> _Given exercise_
Return every line in the records below that contains the word "sleeve".

> _Record set_
____________________

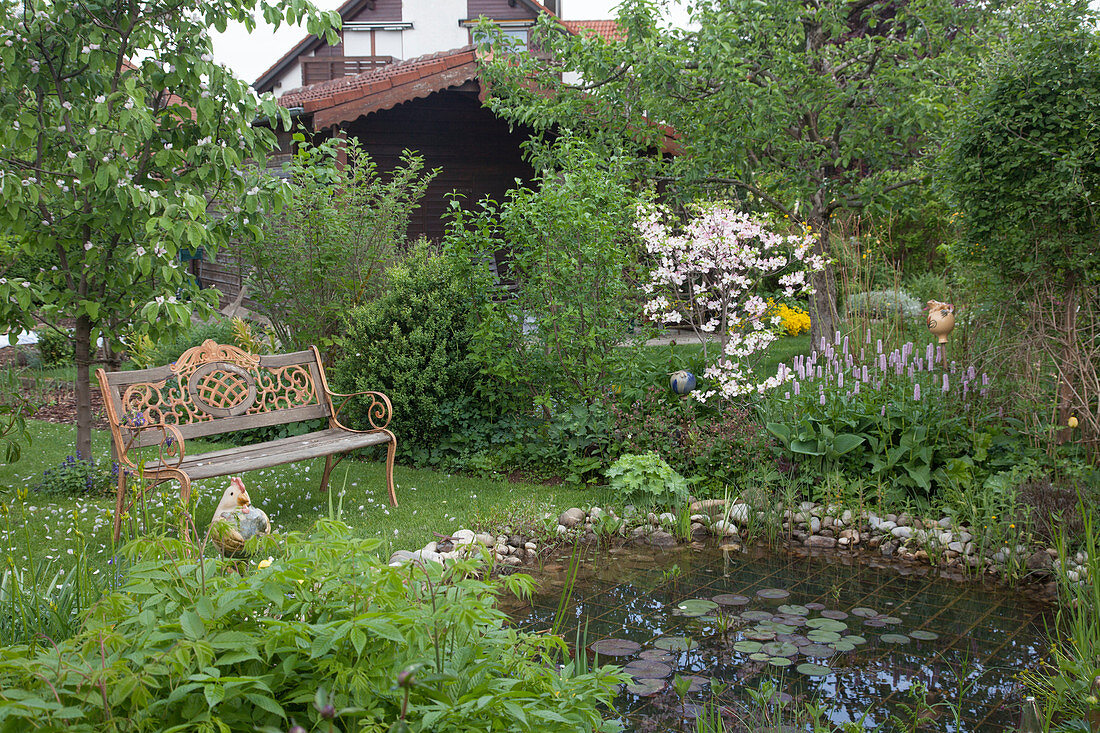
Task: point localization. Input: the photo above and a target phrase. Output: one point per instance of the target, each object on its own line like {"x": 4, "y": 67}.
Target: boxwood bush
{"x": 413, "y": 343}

____________________

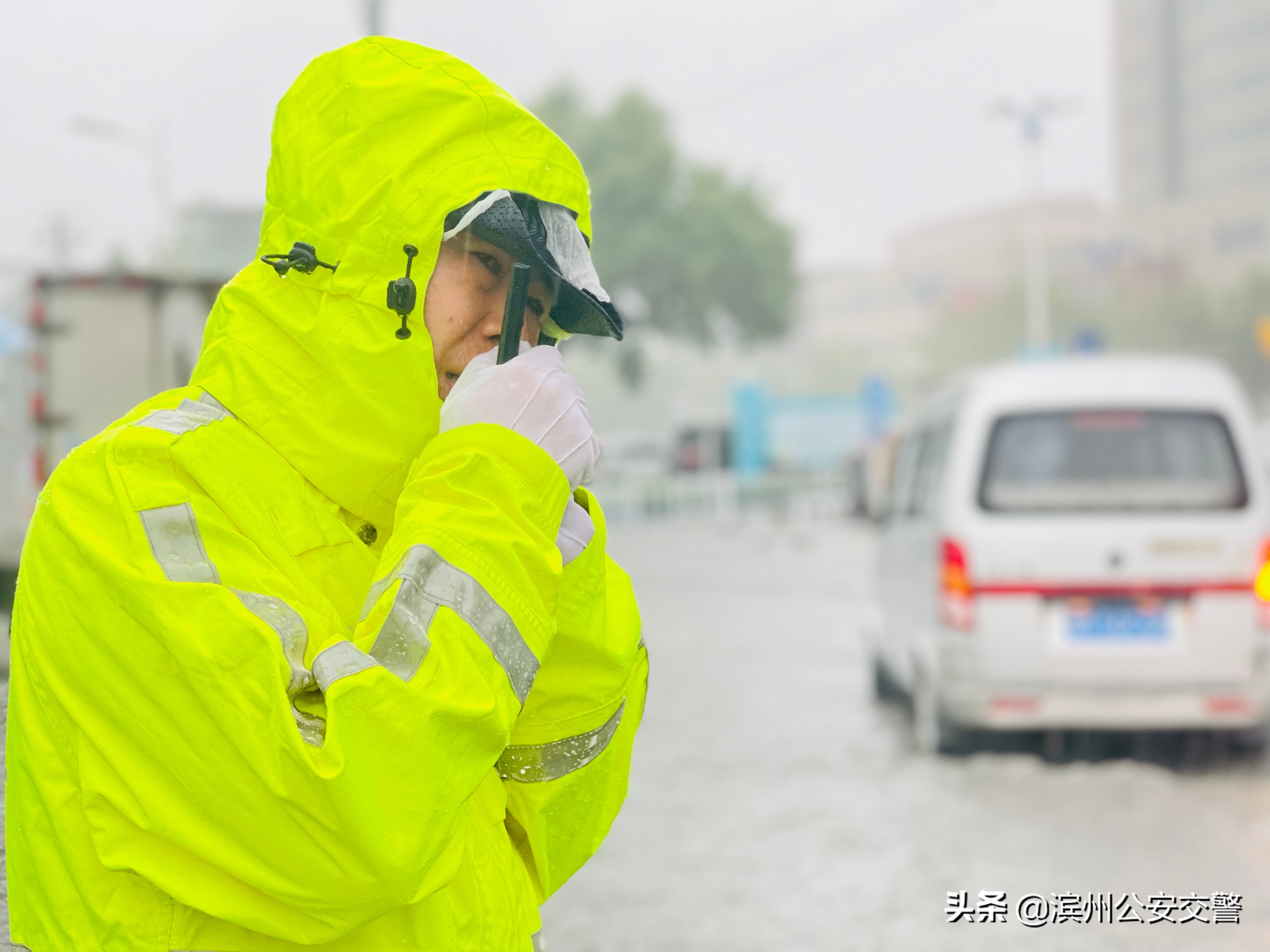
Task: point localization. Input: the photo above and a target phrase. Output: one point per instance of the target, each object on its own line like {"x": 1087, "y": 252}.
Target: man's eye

____________________

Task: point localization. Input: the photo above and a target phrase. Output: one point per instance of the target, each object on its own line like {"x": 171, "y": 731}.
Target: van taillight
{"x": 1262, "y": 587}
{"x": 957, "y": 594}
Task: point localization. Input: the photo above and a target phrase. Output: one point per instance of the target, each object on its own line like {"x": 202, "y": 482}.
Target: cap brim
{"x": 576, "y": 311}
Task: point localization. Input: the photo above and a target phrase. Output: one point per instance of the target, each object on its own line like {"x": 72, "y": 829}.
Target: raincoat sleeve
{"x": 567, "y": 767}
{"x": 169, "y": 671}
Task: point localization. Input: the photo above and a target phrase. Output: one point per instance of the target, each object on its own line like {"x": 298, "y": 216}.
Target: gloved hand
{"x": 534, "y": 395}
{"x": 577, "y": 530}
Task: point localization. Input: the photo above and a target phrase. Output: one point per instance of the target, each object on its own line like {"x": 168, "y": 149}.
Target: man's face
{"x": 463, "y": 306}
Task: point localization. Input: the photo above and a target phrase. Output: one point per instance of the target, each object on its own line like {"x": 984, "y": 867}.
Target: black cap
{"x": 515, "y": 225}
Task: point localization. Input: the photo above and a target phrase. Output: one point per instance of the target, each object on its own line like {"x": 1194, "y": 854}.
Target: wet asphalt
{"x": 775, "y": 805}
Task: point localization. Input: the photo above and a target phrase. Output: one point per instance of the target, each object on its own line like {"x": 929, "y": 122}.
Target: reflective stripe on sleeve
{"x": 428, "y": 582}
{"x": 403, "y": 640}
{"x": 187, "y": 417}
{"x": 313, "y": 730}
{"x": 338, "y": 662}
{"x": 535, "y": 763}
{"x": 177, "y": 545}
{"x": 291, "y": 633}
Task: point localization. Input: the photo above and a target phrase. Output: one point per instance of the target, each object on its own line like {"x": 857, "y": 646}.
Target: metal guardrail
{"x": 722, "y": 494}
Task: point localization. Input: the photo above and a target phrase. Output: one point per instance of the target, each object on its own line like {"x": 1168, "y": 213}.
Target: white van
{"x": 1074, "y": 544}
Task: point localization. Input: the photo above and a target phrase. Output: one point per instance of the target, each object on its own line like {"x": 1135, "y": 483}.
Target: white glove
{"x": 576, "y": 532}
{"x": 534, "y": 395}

____________________

> _Answer to this problem_
Target: raincoat sleeve
Target: reflective stripe on sleeve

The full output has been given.